-- Start Listing --
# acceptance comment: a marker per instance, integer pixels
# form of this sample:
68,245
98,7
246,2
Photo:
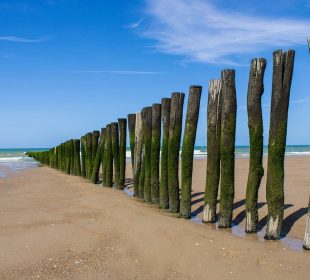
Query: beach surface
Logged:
56,226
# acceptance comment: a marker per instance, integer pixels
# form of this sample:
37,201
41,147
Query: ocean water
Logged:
14,160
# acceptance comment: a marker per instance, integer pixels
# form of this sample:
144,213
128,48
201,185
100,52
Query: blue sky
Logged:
68,67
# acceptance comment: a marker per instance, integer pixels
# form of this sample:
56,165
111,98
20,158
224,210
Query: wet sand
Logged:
55,226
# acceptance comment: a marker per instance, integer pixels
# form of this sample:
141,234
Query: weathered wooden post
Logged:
175,130
283,64
97,162
103,145
147,141
213,151
131,127
255,123
163,187
83,157
108,158
227,148
94,144
137,153
88,154
115,152
122,124
155,152
77,157
306,245
188,149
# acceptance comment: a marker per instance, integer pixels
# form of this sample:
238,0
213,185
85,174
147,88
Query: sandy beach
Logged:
55,226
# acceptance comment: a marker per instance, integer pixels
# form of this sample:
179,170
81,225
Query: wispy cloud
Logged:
16,39
202,31
117,72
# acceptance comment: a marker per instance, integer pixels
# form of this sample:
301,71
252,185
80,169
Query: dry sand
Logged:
55,226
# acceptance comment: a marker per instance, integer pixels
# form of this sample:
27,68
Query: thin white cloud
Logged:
202,31
16,39
117,72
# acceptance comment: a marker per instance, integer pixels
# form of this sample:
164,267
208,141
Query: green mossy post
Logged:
77,159
131,127
71,154
227,148
108,158
188,150
155,152
213,151
142,176
255,123
306,244
147,140
122,124
283,64
103,145
88,154
94,144
163,186
137,153
97,162
115,153
175,130
83,160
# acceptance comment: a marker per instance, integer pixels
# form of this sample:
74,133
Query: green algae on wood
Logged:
213,151
175,130
227,148
97,162
306,244
283,64
115,152
255,123
108,158
188,150
137,153
103,145
147,143
163,187
122,124
131,127
155,152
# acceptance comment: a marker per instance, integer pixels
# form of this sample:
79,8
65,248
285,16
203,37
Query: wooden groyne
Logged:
155,135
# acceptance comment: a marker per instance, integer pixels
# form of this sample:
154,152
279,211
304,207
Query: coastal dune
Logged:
55,226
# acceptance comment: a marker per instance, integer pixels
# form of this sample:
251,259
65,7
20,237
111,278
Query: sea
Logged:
12,161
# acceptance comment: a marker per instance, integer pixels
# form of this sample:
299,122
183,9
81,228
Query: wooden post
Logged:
88,154
108,157
283,64
255,123
163,187
155,152
213,151
228,131
137,153
77,157
83,160
94,144
103,145
122,124
175,130
115,152
97,162
147,140
306,245
188,149
131,128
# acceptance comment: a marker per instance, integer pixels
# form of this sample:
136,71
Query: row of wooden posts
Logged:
155,140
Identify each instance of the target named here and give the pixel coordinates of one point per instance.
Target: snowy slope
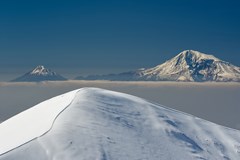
(101, 124)
(40, 73)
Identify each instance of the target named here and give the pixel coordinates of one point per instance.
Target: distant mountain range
(188, 65)
(40, 73)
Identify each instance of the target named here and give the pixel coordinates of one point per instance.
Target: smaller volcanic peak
(38, 74)
(41, 70)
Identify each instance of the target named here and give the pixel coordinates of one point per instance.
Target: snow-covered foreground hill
(93, 123)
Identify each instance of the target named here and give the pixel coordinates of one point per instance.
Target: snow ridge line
(1, 154)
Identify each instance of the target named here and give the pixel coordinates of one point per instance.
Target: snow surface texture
(101, 124)
(188, 65)
(40, 73)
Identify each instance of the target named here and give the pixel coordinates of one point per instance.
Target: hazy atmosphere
(217, 102)
(97, 37)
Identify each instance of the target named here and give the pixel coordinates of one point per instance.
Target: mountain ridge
(102, 124)
(188, 65)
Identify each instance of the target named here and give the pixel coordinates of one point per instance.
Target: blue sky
(109, 36)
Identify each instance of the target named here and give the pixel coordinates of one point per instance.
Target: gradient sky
(107, 36)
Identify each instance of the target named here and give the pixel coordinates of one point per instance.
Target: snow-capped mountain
(188, 65)
(91, 123)
(192, 65)
(40, 73)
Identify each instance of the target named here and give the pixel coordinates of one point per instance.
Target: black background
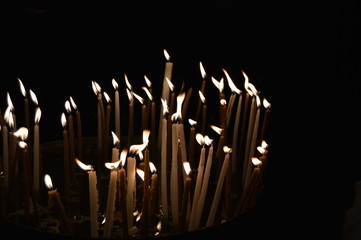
(305, 58)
-- End Listing --
Repeat the material exactly as it reads, without any of its pictures.

# acceptance comment: a marker per instance, integer pixels
# form of this sample:
68,245
98,7
246,2
Photo:
Query: beach surface
Logged:
56,226
# acceptance comment: a marker per instance, integer pixels
# form of this sample:
37,201
41,147
Query: ocean water
Logged:
14,160
# acceptance comment: a marker per instance, integer pixels
# form of this sample:
144,213
128,48
201,185
100,52
Query: blue sky
Logged:
68,67
# acceptance comment: a marker per instance, integer pixels
# form of this sample:
56,165
111,98
20,158
224,210
Query: wet sand
Logged:
55,226
# acceptance comment: a marker per instance, integer pixels
# form of this sample:
141,234
Query: weathered wooden post
Logged:
175,130
283,64
97,162
103,145
147,141
213,151
131,127
255,123
163,187
83,157
108,158
227,148
94,144
137,153
88,154
115,152
122,124
155,152
77,157
306,245
188,149
# acceptance comment: a marker per instance, integer pixels
# form of this sample:
238,0
213,185
85,174
147,88
Query: sandy beach
Logged:
55,226
# acceptance comment: a marker per instance, integer pixels
# form of this sample:
179,170
81,225
Query: wispy cloud
Logged:
16,39
202,31
117,72
# acceptance comment: a marker per instance, integer pixels
# form of this sample:
301,71
252,185
80,169
Query: dry sand
Logged:
55,226
# acceptance comment: a marker per instance, integer pixels
# form of this sample:
27,68
Query: thin white cloud
Logged:
202,31
16,39
117,72
# acceptance comment: a marker per instance, integer pixels
# form of this sample:
164,267
208,141
Query: green mossy post
Logged:
77,159
131,127
71,154
227,148
108,158
188,150
155,152
213,151
142,176
255,123
306,244
147,140
122,124
283,64
103,145
88,154
94,144
163,186
137,153
97,162
115,153
175,130
83,160
# acceptance comment: a marker per instance, integer pixels
# form of this sample:
74,133
Query: green algae on wood
Logged:
213,151
175,130
227,148
97,162
306,244
283,64
115,152
255,123
108,158
188,150
137,153
103,145
147,143
163,187
122,124
131,127
155,152
# acceptance comment: a marker per instance, integer pixels
# form of this sample:
79,8
65,248
285,16
203,37
Query: wooden groyne
Logged:
155,135
# acceptance comment: a marker per instance, integer pixels
# form of this sample:
154,152
279,211
304,207
Query: coastal dune
Logged:
55,226
# acceptance comment: a marker per instance, integer pixels
# form of this sample:
251,259
65,7
20,237
111,278
Query: sea
Logged:
12,161
# acceptance comment: a marker per instance, integer pixels
# form of this sample:
299,122
183,9
81,228
Query: wooden post
Logged:
88,154
108,157
283,64
255,123
163,187
155,152
213,151
228,131
137,153
77,157
83,160
94,144
103,145
122,124
175,130
115,152
97,162
147,140
306,245
188,149
131,128
# acceptance comment: a marker per instance, integer pixels
# form of this sample:
136,71
Query: row of wooden posts
Logged:
155,140
Identify each instance of the target named here and give the pixel coordinates of one point per instance.
Target: snowy slope
(101, 124)
(40, 73)
Identify each instance of the target named here and give the pixel coordinates of one point per instance.
Target: distant mountain range
(188, 65)
(40, 73)
Identify each instance of the target named here and give the pixel coordinates of one point per instance.
Target: smaller volcanic peak
(38, 74)
(41, 70)
Identify each instance of the target named here and give the pixel coordinates of one point per instance.
Target: snow-covered foreground hill
(93, 123)
Identify each instance of the target named here and give the pixel coordinates of one point per instance.
Target: snow ridge line
(1, 154)
Identify each instance of the target named here and give the pixel coordinates of one point per instance.
Target: snow surface texture
(101, 124)
(188, 65)
(40, 73)
Identify each instance of the target named here and give the pixel coordinates of one point per instance.
Target: hazy atmosphere
(217, 102)
(97, 37)
Identify each instance of the target named here and give the pixel coordinates of one point per instance.
Target: mountain ridge
(102, 124)
(188, 65)
Identify each instance of the target named here and give the pixel coordinates of one point per instance.
Target: blue sky
(109, 36)
Identify each instance of the target named here and give the pixel coordinates of one point per instance.
Target: gradient sky
(107, 36)
Identify each instance of the target named here and give the pixel coordinates of one point per instance.
Target: snow-capped mountain
(188, 65)
(91, 123)
(192, 65)
(40, 73)
Identify each instance of the target named here and give the pixel coordinates of one point per instance.
Target: black background
(305, 58)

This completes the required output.